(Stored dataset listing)
▼

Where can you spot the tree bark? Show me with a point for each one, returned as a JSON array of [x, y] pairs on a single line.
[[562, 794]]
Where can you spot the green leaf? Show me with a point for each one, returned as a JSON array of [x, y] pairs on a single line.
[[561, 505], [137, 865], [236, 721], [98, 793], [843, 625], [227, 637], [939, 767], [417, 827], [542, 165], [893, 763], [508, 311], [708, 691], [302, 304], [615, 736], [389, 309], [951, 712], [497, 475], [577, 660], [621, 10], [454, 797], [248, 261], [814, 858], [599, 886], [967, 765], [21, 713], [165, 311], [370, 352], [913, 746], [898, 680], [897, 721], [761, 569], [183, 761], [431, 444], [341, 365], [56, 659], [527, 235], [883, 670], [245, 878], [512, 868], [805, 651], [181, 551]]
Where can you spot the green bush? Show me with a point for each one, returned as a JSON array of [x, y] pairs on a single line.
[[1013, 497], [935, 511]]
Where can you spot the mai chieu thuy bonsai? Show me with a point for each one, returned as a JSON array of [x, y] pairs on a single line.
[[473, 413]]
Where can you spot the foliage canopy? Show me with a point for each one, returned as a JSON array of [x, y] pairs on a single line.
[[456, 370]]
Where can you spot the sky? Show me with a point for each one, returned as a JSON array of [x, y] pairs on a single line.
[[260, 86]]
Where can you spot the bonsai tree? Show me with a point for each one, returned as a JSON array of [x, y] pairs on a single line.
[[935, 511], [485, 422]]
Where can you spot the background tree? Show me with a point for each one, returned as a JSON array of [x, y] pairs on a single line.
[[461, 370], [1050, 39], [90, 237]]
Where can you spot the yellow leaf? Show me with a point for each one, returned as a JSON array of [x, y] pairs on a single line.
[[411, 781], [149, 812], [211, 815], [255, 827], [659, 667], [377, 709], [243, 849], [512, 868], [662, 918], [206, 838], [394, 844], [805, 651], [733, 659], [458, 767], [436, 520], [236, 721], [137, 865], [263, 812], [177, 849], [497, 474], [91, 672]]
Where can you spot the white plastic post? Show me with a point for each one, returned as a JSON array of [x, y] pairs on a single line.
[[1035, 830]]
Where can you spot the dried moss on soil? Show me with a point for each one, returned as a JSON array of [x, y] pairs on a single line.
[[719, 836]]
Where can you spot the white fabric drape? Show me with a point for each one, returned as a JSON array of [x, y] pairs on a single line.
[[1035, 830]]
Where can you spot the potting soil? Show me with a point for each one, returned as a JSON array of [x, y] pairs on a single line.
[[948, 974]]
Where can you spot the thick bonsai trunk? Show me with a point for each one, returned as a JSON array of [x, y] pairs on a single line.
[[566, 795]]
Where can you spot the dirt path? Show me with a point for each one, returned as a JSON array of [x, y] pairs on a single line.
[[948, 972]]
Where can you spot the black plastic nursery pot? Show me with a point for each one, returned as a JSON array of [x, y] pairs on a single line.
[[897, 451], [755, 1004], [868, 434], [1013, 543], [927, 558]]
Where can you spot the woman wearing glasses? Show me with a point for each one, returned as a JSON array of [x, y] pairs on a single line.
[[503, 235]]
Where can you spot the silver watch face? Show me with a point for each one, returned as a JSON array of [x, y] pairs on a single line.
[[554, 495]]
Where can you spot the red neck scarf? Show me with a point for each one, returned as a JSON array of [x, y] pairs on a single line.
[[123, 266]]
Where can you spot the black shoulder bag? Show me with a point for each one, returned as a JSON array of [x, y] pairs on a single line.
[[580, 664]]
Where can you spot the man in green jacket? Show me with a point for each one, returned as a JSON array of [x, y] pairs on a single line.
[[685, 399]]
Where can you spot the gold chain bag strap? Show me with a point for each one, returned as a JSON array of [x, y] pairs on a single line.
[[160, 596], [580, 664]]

▲

▸ Short exercise
Can you turn every line of the listing above into a numbered list, dropping any blank lines?

▸ Answer to this exercise
1. Where can you spot the tree bark? Show me with a point for each one, returned as a JSON array of [x, y] pairs on a single line.
2. [[562, 794]]
3. Where can you spot the green leaf? Show me with a point for each one, returned as a JSON array of [x, y] pairs on a single line.
4. [[561, 505], [137, 865], [236, 721], [98, 793], [843, 625], [227, 637], [939, 767], [417, 827], [542, 165], [893, 763], [508, 311], [708, 691], [302, 304], [615, 736], [389, 309], [951, 712], [497, 475], [577, 660], [621, 10], [454, 797], [248, 261], [814, 858], [599, 886], [967, 765], [21, 713], [165, 311], [370, 352], [913, 746], [898, 680], [897, 721], [761, 569], [183, 761], [431, 444], [341, 365], [56, 659], [527, 235], [883, 670], [245, 878], [512, 868], [805, 651], [181, 551]]
5. Where can you spot the green bush? Show me with a point for each one, returned as a JSON array of [x, y] pairs on a single line.
6. [[1013, 497], [935, 511]]
7. Where can you spot the mai chieu thuy bonsai? Show me with a point for each one, returned as a JSON array of [x, y] pairs on a single line.
8. [[473, 413]]
9. Where can you spot the foliage canopy? Show me with a point for each one, returned as a JSON array of [x, y] pairs on a single line.
10. [[456, 370]]
11. Where can you spot the sky? Show me with a point for each one, returned as a JSON array of [x, y] pairs on a single line.
12. [[260, 86]]
13. Where can you spot the bonsai tree? Show me with a point for each one, returned as a JSON array of [x, y] pairs on a single line.
14. [[935, 511], [485, 422]]
15. Where can you spot the background tree? Show me with a point for each one, returned as a JSON array of [x, y] pairs on a single line.
16. [[461, 370], [1050, 39], [90, 237]]
17. Where can you spot the yellow leaf? Show me with a point for each one, returned as a JSON array of [x, y] pairs on a single line.
18. [[411, 781], [149, 812], [211, 815], [255, 827], [659, 667], [377, 709], [243, 849], [512, 868], [662, 918], [206, 838], [394, 844], [805, 651], [733, 659], [458, 767], [436, 520], [236, 721], [137, 865], [263, 812], [177, 849], [497, 474], [91, 672]]
19. Where can you spot the white plastic post? Show me with a point for each one, returned as a JSON array of [x, y] pairs on a single line.
20. [[1035, 830]]
21. Where can you spot the dried moss on soil? Show me with a point for each one, returned as a JSON array of [x, y] pairs on a single line.
22. [[719, 836]]
23. Where can you spot the white fabric drape? Show me with a point for each one, returned as a JSON array of [x, y] pairs on a single line.
24. [[1035, 830]]
25. Where can you spot the potting soil? Show me with a point for each one, returned as a JSON array of [x, y] pairs on a single line.
26. [[948, 974]]
27. Where can you spot the thick bonsai trunk? Show me with a point for each one, returned as a JSON array of [x, y] pairs on a single line.
28. [[566, 795]]
29. Where can you spot the dirt path? Show me with a point for each one, returned as a JSON array of [x, y] pairs on a single line.
30. [[948, 972]]
31. Where can you spot the black plastic nursery pot? Show me with a point for each one, returned as a JSON array of [x, y] pairs on a single line.
32. [[897, 451], [755, 1004], [868, 434], [1013, 543], [927, 558]]
33. Where can you spot the woman wearing glasses? Show me with a point for each one, returned as a JSON array of [x, y] pairs on a single line.
34. [[503, 235]]
35. Where can you spot the silver watch face? Show me with a point for each one, returned as a JSON array of [x, y] pairs on a single line.
36. [[554, 495]]
37. Where can you spot the red neck scarf? Show me with a point for each one, returned as a JSON array of [x, y] pairs on a single line.
38. [[123, 266]]
39. Where can you spot the black shoulder bag? Show me with a point for each one, returned as a JSON array of [x, y] pairs on a single line.
40. [[580, 664]]
41. Where can you spot the man in green jacket? Show me with a point for each one, returned as a JSON array of [x, y] pairs on a single line.
42. [[685, 399]]
43. Where can you spot the gold chain bag strap? Show me with a point for each one, returned as a JSON array of [x, y] pairs on a single line.
44. [[160, 596], [580, 664]]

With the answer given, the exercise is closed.